提示文 —
########################################
コメント

角田光代(小説家)

映画を作ってくれた人ありがとう。
「100万回生きたねこ」の作者と、生と死にまつわるとても深い対話をすることができました。
しかも彼女のいない、今。そして、これから先も。

河瀨直美(映画作家)

佐野洋子が亡くなったあとの「不在」を「不在」として受け入れることのできない私たちが、
佐野洋子を「100万回生きたねこ」と同様に、永遠の「存在」として心に刻む物語である。

手塚るみ子(プランニング・プロデューサー)

映画を観るというより、それは一冊の麗しい写真集をめくる、そんなひとときだった。
人には1つ2つ黒く醜い瘡蓋がある。
それは佐野洋子さんという作家でさえそうだったのではないだろうか。
瘡蓋はゆっくりと剥がされる。
けれど傷口の痛々しさも、そこにコラージュされる映像と音楽が、あまりに美しかったので、気にはならない。
むしろ自然と治癒した皮膚を確かめるような、安堵感に包まれた。

甲斐みのり(エッセイスト)

自ら命の限りを告げる頼もしくて力強い洋子さんの声。
主語や意思が定まった麗しい日本語。明るい光りが差し込む荻窪の住まい。
森の中の北軽井沢の別荘。本と人が寄り添う葬儀。故郷・北京の風景。
洋子さんが、たくさんの心にまいた種とともに。
生きること、愛すること、死んでいくこと、言葉と音が、静かに美しく響き合っていた。

清川あさみ(アーティスト)

死のさきを見つめ続け、ほんとの愛を探し続けた一人の女性は
世界中から愛され続ける名作を生んだ。

丹下京子(イラストレーター)

正直こんなに幸せな気持ちになれる映画とは思っていなかった。
観ているうちに「100万回生きたねこ」という物語の大きなうねりの中に飲み込まれ、
もがいていたらいつのまにか気持ちいい風に乗っかって気づいたら、私はちゃんと前を向いて立ってた。
佐野さんの嘘のない言葉が優しかった。

枡野浩一(歌人)

絵本「100万回生きたねこ」が大好きなので、この映画を観るのが怖かった。
########################################
佐野洋子をめぐる映画に寄せられたコメントの文章を、最後の一文の後から引き継いで書き進めてください。

[ボックス付きの写真ラベル]
########################################
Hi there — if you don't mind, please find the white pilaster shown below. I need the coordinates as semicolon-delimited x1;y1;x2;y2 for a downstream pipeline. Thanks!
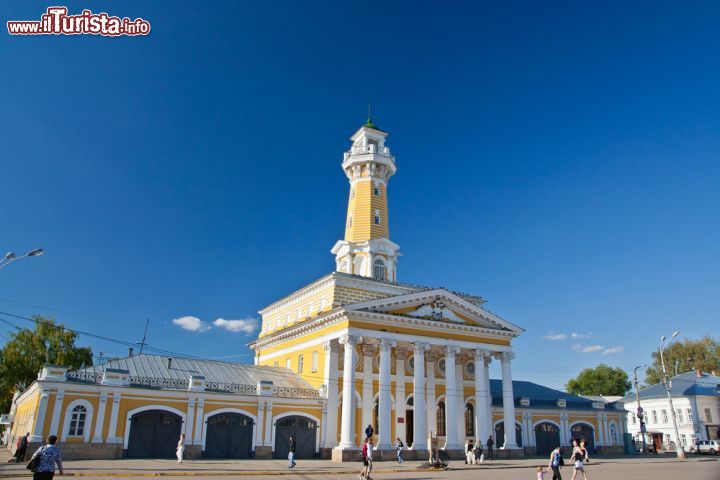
473;348;489;444
500;352;518;449
377;339;396;450
322;340;339;448
193;398;205;445
92;392;107;443
412;343;428;450
105;392;123;443
360;345;376;437
28;390;50;442
445;345;460;450
339;335;358;449
395;349;407;443
47;389;65;438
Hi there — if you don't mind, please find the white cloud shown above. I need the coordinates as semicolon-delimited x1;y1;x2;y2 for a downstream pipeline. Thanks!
543;332;567;340
603;347;625;355
213;318;260;335
572;343;605;353
173;316;210;332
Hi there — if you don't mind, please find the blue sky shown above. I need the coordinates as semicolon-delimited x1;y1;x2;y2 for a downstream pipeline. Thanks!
0;1;720;387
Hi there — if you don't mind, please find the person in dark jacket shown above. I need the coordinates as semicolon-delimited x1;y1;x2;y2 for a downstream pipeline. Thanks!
15;432;30;463
288;435;295;468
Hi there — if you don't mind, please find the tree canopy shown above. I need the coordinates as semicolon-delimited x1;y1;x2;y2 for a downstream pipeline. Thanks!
0;316;92;412
645;335;720;385
565;363;631;396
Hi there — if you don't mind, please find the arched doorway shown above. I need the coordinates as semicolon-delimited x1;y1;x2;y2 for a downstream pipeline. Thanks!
127;410;182;458
495;422;522;448
535;422;560;455
405;397;415;446
205;412;253;458
275;415;317;458
570;423;595;453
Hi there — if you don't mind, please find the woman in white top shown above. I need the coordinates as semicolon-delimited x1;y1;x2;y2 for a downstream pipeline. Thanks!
175;433;185;463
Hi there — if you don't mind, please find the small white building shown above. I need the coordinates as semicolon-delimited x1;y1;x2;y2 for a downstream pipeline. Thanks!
624;371;720;452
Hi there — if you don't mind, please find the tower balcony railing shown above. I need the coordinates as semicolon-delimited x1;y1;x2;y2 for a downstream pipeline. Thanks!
344;144;392;160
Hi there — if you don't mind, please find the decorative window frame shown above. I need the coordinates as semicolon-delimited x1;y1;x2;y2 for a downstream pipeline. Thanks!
60;398;95;443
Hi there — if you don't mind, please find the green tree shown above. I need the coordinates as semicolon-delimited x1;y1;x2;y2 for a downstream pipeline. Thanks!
645;335;720;385
0;316;92;412
565;363;630;395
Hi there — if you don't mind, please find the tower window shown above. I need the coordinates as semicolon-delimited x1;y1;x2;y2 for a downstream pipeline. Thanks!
373;258;385;281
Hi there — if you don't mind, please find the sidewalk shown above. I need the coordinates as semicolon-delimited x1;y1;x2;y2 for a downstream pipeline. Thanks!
0;448;714;479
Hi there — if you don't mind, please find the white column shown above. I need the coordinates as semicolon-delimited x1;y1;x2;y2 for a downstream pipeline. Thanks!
412;343;428;450
360;344;377;438
482;353;492;442
47;389;65;438
395;348;407;443
498;352;518;449
28;390;50;442
424;351;438;435
377;338;396;450
473;348;489;444
322;340;339;448
185;397;195;445
193;398;205;445
339;335;358;449
445;345;460;450
105;392;123;443
455;356;465;448
92;392;107;443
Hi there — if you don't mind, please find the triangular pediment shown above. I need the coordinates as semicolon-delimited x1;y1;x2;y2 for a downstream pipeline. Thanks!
345;289;523;335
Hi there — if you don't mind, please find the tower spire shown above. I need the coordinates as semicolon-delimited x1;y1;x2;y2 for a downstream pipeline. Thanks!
331;118;400;282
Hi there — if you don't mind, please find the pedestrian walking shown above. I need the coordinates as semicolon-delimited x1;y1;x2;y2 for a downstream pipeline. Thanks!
8;432;30;463
288;435;296;468
30;435;65;480
395;437;405;463
570;440;587;480
365;425;375;439
547;445;564;480
474;440;485;465
465;440;475;465
175;433;185;463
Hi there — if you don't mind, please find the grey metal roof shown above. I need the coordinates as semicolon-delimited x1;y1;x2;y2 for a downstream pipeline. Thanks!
69;353;312;388
625;372;720;402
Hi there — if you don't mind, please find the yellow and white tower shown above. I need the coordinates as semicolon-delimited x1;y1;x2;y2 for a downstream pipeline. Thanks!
331;118;400;282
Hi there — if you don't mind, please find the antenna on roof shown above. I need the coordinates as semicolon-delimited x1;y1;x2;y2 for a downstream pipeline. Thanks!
138;318;150;353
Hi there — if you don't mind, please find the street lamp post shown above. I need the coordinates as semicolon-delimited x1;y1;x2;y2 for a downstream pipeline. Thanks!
633;365;647;453
0;248;45;270
660;330;685;460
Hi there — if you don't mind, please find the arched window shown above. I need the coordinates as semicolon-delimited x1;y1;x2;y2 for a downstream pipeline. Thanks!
435;402;445;437
373;258;385;281
465;403;475;437
68;405;87;437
########################################
出力結果 —
観てみたら、声や文章や絵でしか参加していない佐野洋子さんが、真の主役として輝いていた。
彼女の華やかな仲間や肉親にではなく、絵本の「読者たち」にカメラを向けたところが、果敢。

松野泰己(ゲームデザイナー)

愛猫家は自らを飼い主とは呼ばず、猫の僕(しもべ)と自虐的に笑う。
「100万回生きたねこ」は強烈な一撃を与えてくれる名作である。
その作品に魅了された者は皆、佐野洋子女史の僕である。
彼女の言葉とその生き様に魅了され、愛さずにはいられない。
我々は彼女を「喪失」したが、映画という新たな姿で「再生」を果たした。
欠落したままの何かが我々の中にあるとするならば、
この映画はそれをそっと優しく補完してくれるはずだ。

内田春菊(漫画家)

自分が母でもあり娘でもあることに率直だった洋子さんの教えてくれたものは大きい。
私の家にも「100万回生きたねこ」が何冊もあります。友人が子どもたちに次々とプレゼントしてくれるのです。
洋子さんの声、懐かしい。「私もうすぐ死ぬからさ」ってあんなに自然に言ってたなんて…。

石内都(写真家)

絵本の作家とその絵本を読書する女達の濃密な空気が小谷監督の静謐な映像と合まって、美しい物語を告げる。
それは生と死をめぐる悲哀に満ちた日々をそっと包み込む一条の光となって、輪廻の流れに導かれるような命の尊厳にかかわるドキュメントとなった。

ルカ・セチェット・サンソエ
(トリノ国際映画祭 プログラムディレクター)

非凡なアーティストでもあるひとりの女性の人生、思考、そしてアートを通して小谷監督は家族の人間関係について個人的な探求を進める。非常に熟成したスタイルを持って女性性と母性についての不思議なフレスコ画を描く。対象の魂の奥底にこっそりと入り込み内面の深い傷跡に触れることで多くの発見をもたらす。小谷監督は、まぎれもなく日本で最も繊細でオリジナルのある作家だ。

ソーラヴ・サーランギ(映画監督『ビラルの世界』)

映画監督とは物語作家です。
しかし時に哲学者でもあり、この映画はまさにそうです。
『ドキュメンタリー映画 100万回生きたねこ』は、まだ誰もいつ、どこで、どのように起こるか解らない、死という運命の向こう側を描き出しています。
しかしそれは穏やかで、まるで忘れられない初恋のような安らぎを想像させます。
なぜなら、どうやら私の命は愛から生まれたらしく、そうやって命は引き渡されていくのでしょう。
この映画は私に、この先やり残したことがあることがあるかどうかなど気にせずに、旅立ってもよいのだと教えてくれました。
私の映画も、繰り返し読まれてきた佐野洋子の作品のように残していきたいと思っています。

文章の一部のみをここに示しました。